==== TEXTO DE REFERENCIA

Otomíes veracruzanos en Estados Unidos

Quince años de migración continua

 

Alfredo Zepeda

 

Isauro Mariano de la comunidad otomí de Micuá llamó de Cananea a la caseta de Tzicatlán, Veracruz, avisando que ya había encontrado a los polleros de la Panchita. Era el 12 de septiembre de 1994. Una semana después llegó a Nueva York a juntarse con una docena de mestizos de Amaxac y Tlachichilco, los que acababan de inaugurar la ola de emigración de la Sierra Norte de Veracruz.
Quince años después, en julio de 2009, Rey Bonilla de la misma comunidad, cruza el desierto de Altar del lado de Arizona. Eran cuarenta y cinco los conducidos por el guía que les mandó el Gabino, uno de tantos acreditados en Phoenix, la capital de los coyotes. Han de caminar cuatro días y cinco noches. Delante del grupo avanza una veintena de jóvenes, cada quien con su mochila repleta con 25 kilos de mariguana. El que los encabeza entregó a cada uno de los mojados, por cien dólares, un salvoconducto foliado. En el billete se lee: Ruta Altar-Sasabe y un sello de pagado. Una semana después Rey está en el barrio de Astoria, en Nueva York.
La emigración al otro lado, al nan guadí, ya se instaló como parte de la vida de las comunidades de la Sierra y la Huasteca de este lado. Porque las causas de origen y sus efectos permanecen hasta ahora por la terquedad obtusa de los gobiernos. El calendario de las atrocidades se verifica: el artículo 27 desmantelado y su hijo primogénito, el programa Procede, para privatizar la tierra comunal; la firma del TLC, la vida campesina incorporada al elenco de los olvidos, la negación de los derechos de los pueblos indígenas, el Procampo y el Oportunidades migajas de la miseria, la modernización forzada —todo al servicio de un desaforado y agónico sistema de acumulación transnacional ávido de ganancias y territorios.
De los nueve mil habitantes otomíes de Texcatepec, mil doscientos andan entre Nueva York y Masachusetts. De los doce mil náhuatl de Ilamatlán, más de mil se reparten de Filadelfia a Carolina del Norte y Atlanta. Cada vez más los solteros jóvenes. Menos del cinco por ciento mujeres. Las estancias se han prolongado a cinco y diez años. Aunque nadie dice que se va a quedar allá. Los de más de cuarenta años de edad, después de tres o cuatro vueltas, finalmente han preferido asentarse en la comunidad para reencontrar su milpa y su potrero. Acabaron por confirmar que la realidad y los sueños y el trabajo verdadero se encuentran en los repliegues de la sierra.
“Con ese dicho del sueño americano”—comenta Ezequiel Zeferino—quieren hacer pensar a la gente que la vida de allá es mejor, igual como Calderón anda trayendo su Vivir Mejor. Pero nosotros, cuando estamos allá, todo el tiempo pensamos acá en el Cerro del Brujo, el que siempre cuida nuestra comunidad”. Más simple y verdadero es el vivir bien y convivir, como dicen los awajún del Perú y los rarámuri de Chihuahua.

========
==== DATOS PROPORCIONADOS

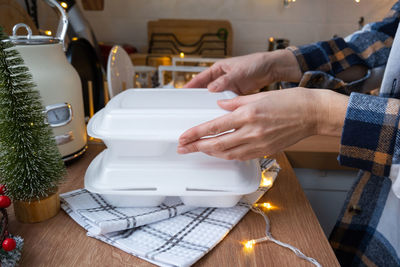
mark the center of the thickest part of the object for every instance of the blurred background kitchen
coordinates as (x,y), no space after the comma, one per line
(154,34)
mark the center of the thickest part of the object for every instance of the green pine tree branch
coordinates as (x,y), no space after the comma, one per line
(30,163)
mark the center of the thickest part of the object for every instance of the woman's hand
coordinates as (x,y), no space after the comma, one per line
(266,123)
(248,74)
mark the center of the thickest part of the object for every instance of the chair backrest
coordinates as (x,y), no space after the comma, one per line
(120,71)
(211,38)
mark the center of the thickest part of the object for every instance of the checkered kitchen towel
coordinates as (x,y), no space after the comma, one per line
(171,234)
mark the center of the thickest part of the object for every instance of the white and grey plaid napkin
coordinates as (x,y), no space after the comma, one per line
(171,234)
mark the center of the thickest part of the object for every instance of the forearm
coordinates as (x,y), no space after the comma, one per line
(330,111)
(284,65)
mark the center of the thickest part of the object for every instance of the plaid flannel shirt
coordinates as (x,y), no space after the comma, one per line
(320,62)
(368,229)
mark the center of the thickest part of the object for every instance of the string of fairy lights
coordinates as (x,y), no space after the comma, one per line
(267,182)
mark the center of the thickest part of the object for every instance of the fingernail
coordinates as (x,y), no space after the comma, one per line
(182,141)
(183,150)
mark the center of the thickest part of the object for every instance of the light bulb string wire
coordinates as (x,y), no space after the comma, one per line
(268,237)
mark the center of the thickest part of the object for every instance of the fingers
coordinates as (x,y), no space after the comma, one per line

========
==== DATOS PROPORCIONADOS

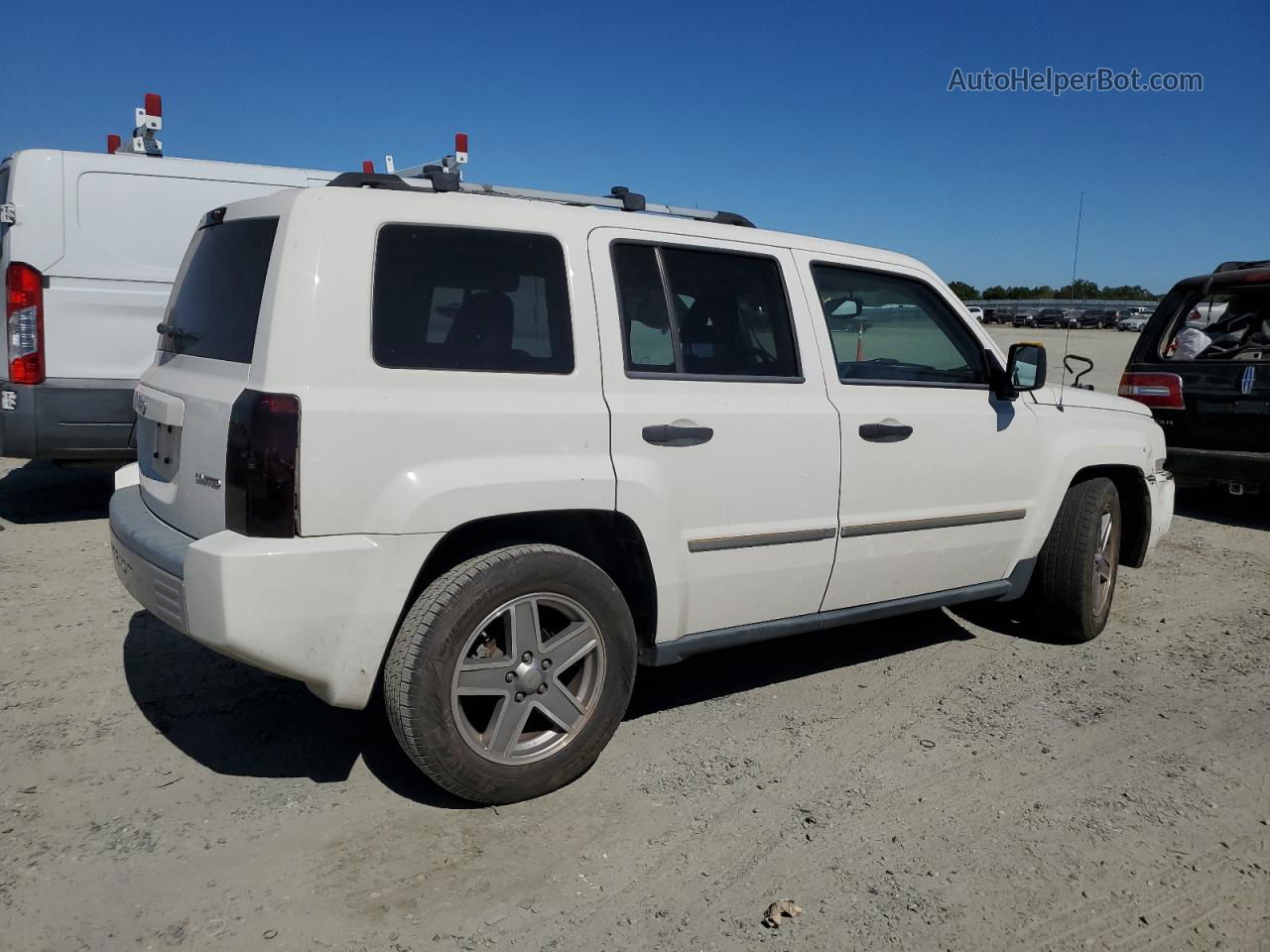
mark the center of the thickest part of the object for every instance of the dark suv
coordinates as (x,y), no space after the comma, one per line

========
==== DATOS PROPORCIONADOS

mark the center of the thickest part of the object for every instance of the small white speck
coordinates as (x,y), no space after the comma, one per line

========

■ **ACCIONES A REALIZAR**:
a – ¿Qué pueblos indígenas se nombran en el texto sobre la migración otomí? Enumérelos todos.
b – Prosiga el texto sobre la migración otomí a partir de su última oración.
Los datos son un material independiente del texto.

■ **RESULTADOS POR TAREA**:
a –
- Otomíes
- Nahuas (náhuatl)
- Awajún
- Rarámuri

b –
A estas alturas, la red de información mutua para saber de las vacantes en el carwash y en el corte de jitomate en la Shepard Inc, de Bridgeton se consolida entre más se reparte la gente a lo largo de la línea del tren rojo que une Nueva York con Stamford. Pero sobre todo funciona para adaptarse colectivamente al sistema nacional de trabajo ilegal, paralelo y tan indispensable como el controlado en sindicatos con seguro social y pensiones de retiro. “Aquí en New Jersey no es posible vivir ni trabajar sin traer varias credenciales mentirosas,informa Beto Ruperto, mostrando una tarjeta de la social security. “Eso es lo que vamos aprendiendo de los gringos”. Parte obligada de la costumbre de resistir es adaptarse a la legalidad realmente existente, que no es la de las leyes de un país que finge respetarlas.
En Carolina del Norte los papeles de identidad dominicanos o puertorriqueños se venden entre 900 y 1200 dólares, para entrar a destazar pollos en las chicken plants de Raeford en Carolina del Norte. Ricardo Hernández, náhuatl de La Soledad, se llama Jorge Laguna en la planta de Mountaire. Cuando el manager avisó al personal que al día siguiente vendría la migra a revisar papeles, la planta de dos mil trabajadores paró una semana.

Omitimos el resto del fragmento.